▸ Stated problem A
From the guest_memfd patch thread below, list every person named in a Signed-off-by, Tested-by, or Reviewed-by line.
▸ Stated problem B
In the guest_memfd patch thread, the new inode cache is described as similar to the inode handling of which other component?
▸ Stated problem C
Pick up the guest_memfd patch thread below from its final line and write what comes next.

▸ Text excerpt
[PATCH v13 04/12] KVM: guest_memfd: Add slab-allocated inode cache

Mon Oct 27 05:25:23 PDT 2025

On 10/27/2025 4:36 PM, Vlastimil Babka wrote:
> On 10/16/25 19:28, Sean Christopherson wrote:
>> From: Shivank Garg <shivankg at amd.com>
>>
>> Add a dedicated gmem_inode structure and a slab-allocated inode cache for
>> guest memory backing, similar to how shmem handles inodes.
>>
>> This adds the necessary allocation/destruction functions and prepares
>> for upcoming guest_memfd NUMA policy support changes.  Using a dedicated
>> structure will also allow for additional cleanups, e.g. to track flags in
>> gmem_inode instead of i_private.
>>
>> Signed-off-by: Shivank Garg <shivankg at amd.com>
>> Tested-by: Ashish Kalra <ashish.kalra at amd.com>
>> [sean: s/kvm_gmem_inode_info/gmem_inode, name init_once()]
>> Reviewed-by: Ackerley Tng <ackerleytng at google.com>
>> Tested-by: Ackerley Tng <ackerleytng at google.com>
>> Signed-off-by: Sean Christopherson <seanjc at google.com>
> 
> Reviewed-by: Vlastimil Babka <vbabka at suse.cz>
> 
> Some nits below, not critical unless there's resubmit for other reasons:

Hi Vlastimil,

Thank you for the review.

> 
>> @@ -860,13 +917,31 @@ static int kvm_gmem_init_mount(void)
>>  
>>  int kvm_gmem_init(struct module *module)
>>  {
>> +	struct kmem_cache_args args = {
>> +		.align = 0,
> 
> This seems unnecessary as it's implicit.

▸ Stored data
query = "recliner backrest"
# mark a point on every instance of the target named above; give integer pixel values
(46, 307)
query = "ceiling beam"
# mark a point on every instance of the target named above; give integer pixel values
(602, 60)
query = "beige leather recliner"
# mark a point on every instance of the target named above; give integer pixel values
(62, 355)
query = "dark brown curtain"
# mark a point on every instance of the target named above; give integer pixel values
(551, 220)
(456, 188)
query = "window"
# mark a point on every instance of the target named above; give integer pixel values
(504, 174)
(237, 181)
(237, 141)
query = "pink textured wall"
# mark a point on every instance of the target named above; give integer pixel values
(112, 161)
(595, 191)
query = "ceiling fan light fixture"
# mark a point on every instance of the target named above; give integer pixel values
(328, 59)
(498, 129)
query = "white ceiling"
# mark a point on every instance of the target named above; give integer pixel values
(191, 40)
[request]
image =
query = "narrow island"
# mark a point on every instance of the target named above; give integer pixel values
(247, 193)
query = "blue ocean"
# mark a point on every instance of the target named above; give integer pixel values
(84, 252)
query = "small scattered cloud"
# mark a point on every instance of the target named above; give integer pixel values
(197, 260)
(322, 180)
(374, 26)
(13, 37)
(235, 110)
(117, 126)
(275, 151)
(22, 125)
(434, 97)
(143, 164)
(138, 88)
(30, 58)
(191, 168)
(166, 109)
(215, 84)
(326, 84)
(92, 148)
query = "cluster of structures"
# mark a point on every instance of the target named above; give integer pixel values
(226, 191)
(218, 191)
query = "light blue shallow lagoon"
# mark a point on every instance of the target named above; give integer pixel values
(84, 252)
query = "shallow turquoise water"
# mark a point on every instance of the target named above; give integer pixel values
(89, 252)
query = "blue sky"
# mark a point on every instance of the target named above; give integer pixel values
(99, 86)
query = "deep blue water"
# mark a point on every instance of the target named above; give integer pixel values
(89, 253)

▸ Expected answer A
Shivank Garg, Ashish Kalra, Ackerley Tng, Sean Christopherson, Vlastimil Babka

▸ Expected answer B
shmem

▸ Expected answer C
Ack

>> +		.ctor = kvm_gmem_init_inode_once,
>> +	};
>> +	int ret;
>> +
>>  	kvm_gmem_fops.owner = module;
>> +	kvm_gmem_inode_cachep = kmem_cache_create("kvm_gmem_inode_cache",
>> +						  sizeof(struct gmem_inode),
>> +						  &args, SLAB_ACCOUNT);
>> +	if (!kvm_gmem_inode_cachep)
>> +		return -ENOMEM;
>>  
>> -	return kvm_gmem_init_mount();
>> +	ret = kvm_gmem_init_mount();
>> +	if (ret) {
>> +		kmem_cache_destroy(kvm_gmem_inode_cachep);
>> +		return ret;
>> +	}
>> +	return 0;
>>  }
>>  
>>  void kvm_gmem_exit(void)
>>  {
>>  	kern_unmount(kvm_gmem_mnt);
>>  	kvm_gmem_mnt = NULL;
>> +	rcu_barrier();
> 
> Is it because VFS can do call_rcu() with something that ends up with
> kvm_gmem_free_inode()? Because nothing in this patch does that directly,
> maybe worth a comment?

Yes, exactly. I discovered this race condition while debugging a bug that 
occurred during kvm_amd module unload after running gmem backed VM.

More details here:
https://lore.kernel.org/linux-mm/e7f7703d-fe76-4ab2-bef4-8d4c54da03ad@amd.com

diff --git a/virt/kvm/guest_memfd.c b/virt/kvm/guest_memfd.c
index 427c0acee9d7..e1f69747fc84 100644
--- a/virt/kvm/guest_memfd.c
+++ b/virt/kvm/guest_memfd.c
@@ -969,7 +969,6 @@ static int kvm_gmem_init_mount(void)
 int kvm_gmem_init(struct module *module)
 {
 	struct kmem_cache_args args = {
-		.align = 0,
 		.ctor = kvm_gmem_init_inode_once,
 	};
 	int ret;
@@ -993,6 +992,15 @@ void kvm_gmem_exit(void)
 {
 	kern_unmount(kvm_gmem_mnt);
 	kvm_gmem_mnt = NULL;
+
+	/*
+	 * Wait for all pending RCU callbacks to complete before destroying
+	 * the inode cache. The VFS layer use call_rcu() during inode
+	 * eviction (via evict_inodes() -> destroy_inode() -> call_rcu()),
+	 * which eventually calls kvm_gmem_free_inode().
+	 * We must ensure all such callbacks have finished before
+	 * kmem_cache_destroy() to avoid issues with the kmem cache.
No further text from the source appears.